Le nouveau directeur semble être apprécié. Il se déplace, rencontre ses employés ainsi que les patients de l'hôpital. Cette nouvelle approche n'a pas fait que des heureux. Des employés ont remis en doute ce choix de philosophie.

 

Chantal Harvey, infirmière en chirurgie, est de ceux-là. «Je n'y crois pas, chacun y va selon son intensité, et quand tu travailles et que tu es dans le jus par-dessus la tête, le plaisir, là…»

Anne Dupuis, infirmière de l'équipe volante, voit les choses autrement. «Je n'y croyais pas, au début, pour être honnête. L'atmosphère n'était pas très bonne, mais là, oui, plus ça va, plus on voit l'atmosphère s'améliorer.»

 

Améliorer le climat de travail était justement la première étape du plan d'action de Jean-Luc Tremblay. Pour y arriver, il a, entre autres, réanimé le défunt club social. Chaque fête est soulignée, et un comité spécial est créé pour réaliser l'activité. Après le club social, la direction a créé un comité de l'humour. Le comité de l'humour n'a pas tardé à concrétiser la philosophie de la direction. Un salon de l'humour pour le personnel a ouvert ses portes.
Un concours mensuel des meilleures blagues, avec des prix à gagner, a également été organisé. Des affiches humoristiques se retrouvent sur les murs, et le gag de la semaine est affiché dans les toilettes.

Même les humoristes sont invités à participer à cette nouvelle forme de gestion. Il y a quelques semaines, Louis-José Houde était en tournée dans la région. Une belle occasion pour le comité de l'humour de faire servir les repas par la vedette.

Louis-José Houde: «On dit toujours que l'humour est la meilleure médecine, la meilleure cure. Dans un hôpital, c'est la grosse logique, c'est tellement beau de voir tout le monde. […] Quelle idée simple, mais tellement efficace.»

 

Anne Dupuis, infirmière de l'équipe volante: «Au début, c'était fatigant, parce qu'on se demandait ce que les autres centres allaient penser de nous. On est une vraie joke pour les autres. Mais non, ce n'est pas ça. Oui, tu vas à la toilette, tu regardes ça et tu ris, tu sors avec un sourire, et ça passe comme ça. Aujourd'hui on voit une différence, parce qu'on commence à avoir une atmosphère de travail meilleure, on commence à y croire.»

Gilles Thérieault, infirmier: «C'est un plus, c'est un plus aussi pour les patients, je pense que quand le personnel travaille dans une certaine atmosphère, les patients aussi en bénéficient. On est plus heureux, c'est plus le fun pour eux.»

 

Régine Blackburn est omnipraticienne depuis 30 ans à l'hôpital de Rouyn. Des employés déçus et fatigués, elle en a traité plusieurs. Le taux d'absentéisme et de maladies psychologiques était très élevé, ici, à une certaine époque.

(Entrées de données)

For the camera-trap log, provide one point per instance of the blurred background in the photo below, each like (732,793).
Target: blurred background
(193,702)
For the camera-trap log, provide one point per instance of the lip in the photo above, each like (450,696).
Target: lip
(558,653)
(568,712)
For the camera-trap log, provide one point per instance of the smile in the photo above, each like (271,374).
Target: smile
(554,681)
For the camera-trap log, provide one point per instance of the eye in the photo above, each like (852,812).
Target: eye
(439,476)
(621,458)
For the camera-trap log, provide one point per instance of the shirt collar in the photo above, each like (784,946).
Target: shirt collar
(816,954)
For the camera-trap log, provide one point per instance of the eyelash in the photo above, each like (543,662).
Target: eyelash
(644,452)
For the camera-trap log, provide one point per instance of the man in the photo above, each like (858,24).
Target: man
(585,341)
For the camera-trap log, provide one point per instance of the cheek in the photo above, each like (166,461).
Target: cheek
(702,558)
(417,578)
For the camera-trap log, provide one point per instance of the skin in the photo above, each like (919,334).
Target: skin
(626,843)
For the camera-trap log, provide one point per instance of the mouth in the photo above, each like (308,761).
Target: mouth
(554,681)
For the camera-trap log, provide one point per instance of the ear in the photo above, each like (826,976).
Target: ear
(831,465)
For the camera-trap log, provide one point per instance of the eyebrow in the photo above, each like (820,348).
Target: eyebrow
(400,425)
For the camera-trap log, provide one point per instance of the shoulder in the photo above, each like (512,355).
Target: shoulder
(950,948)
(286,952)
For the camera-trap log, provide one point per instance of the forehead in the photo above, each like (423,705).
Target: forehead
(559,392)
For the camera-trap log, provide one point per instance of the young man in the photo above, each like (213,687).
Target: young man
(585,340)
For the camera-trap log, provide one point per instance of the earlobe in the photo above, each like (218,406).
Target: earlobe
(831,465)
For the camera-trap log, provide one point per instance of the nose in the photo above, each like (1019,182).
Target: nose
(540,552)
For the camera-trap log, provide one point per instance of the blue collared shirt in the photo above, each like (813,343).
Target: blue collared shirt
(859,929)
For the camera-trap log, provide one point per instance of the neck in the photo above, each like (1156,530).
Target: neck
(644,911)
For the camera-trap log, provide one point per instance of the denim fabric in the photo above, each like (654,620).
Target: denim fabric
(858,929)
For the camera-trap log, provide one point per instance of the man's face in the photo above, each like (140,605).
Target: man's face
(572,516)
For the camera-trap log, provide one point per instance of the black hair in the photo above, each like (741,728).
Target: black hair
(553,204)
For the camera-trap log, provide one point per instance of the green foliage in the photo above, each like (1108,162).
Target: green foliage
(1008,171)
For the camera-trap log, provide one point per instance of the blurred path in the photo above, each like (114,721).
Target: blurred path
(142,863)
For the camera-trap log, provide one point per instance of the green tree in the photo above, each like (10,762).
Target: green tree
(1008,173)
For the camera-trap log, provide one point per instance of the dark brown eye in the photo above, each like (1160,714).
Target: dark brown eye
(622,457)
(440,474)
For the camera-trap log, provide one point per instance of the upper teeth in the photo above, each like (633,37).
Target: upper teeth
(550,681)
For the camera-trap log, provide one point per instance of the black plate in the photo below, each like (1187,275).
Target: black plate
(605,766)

### QUESTIONS
[1] Traduisez en anglais cette phrase de l'extrait : « Un salon de l'humour pour le personnel a ouvert ses portes. »
[2] Répondez, s'il vous plaît, à ces questions sur l'extrait :
(a) Quel poste occupe Chantal Harvey ?
(b) À quel endroit le gag de la semaine est-il affiché ?
(c) Depuis combien d'années Régine Blackburn est-elle omnipraticienne à l'hôpital de Rouyn ?

### LISTE DES RÉPONSES
[1] A humor lounge for the staff has opened its doors.

[2]
(a) Elle est infirmière en chirurgie.
(b) Dans les toilettes.
(c) Depuis 30 ans.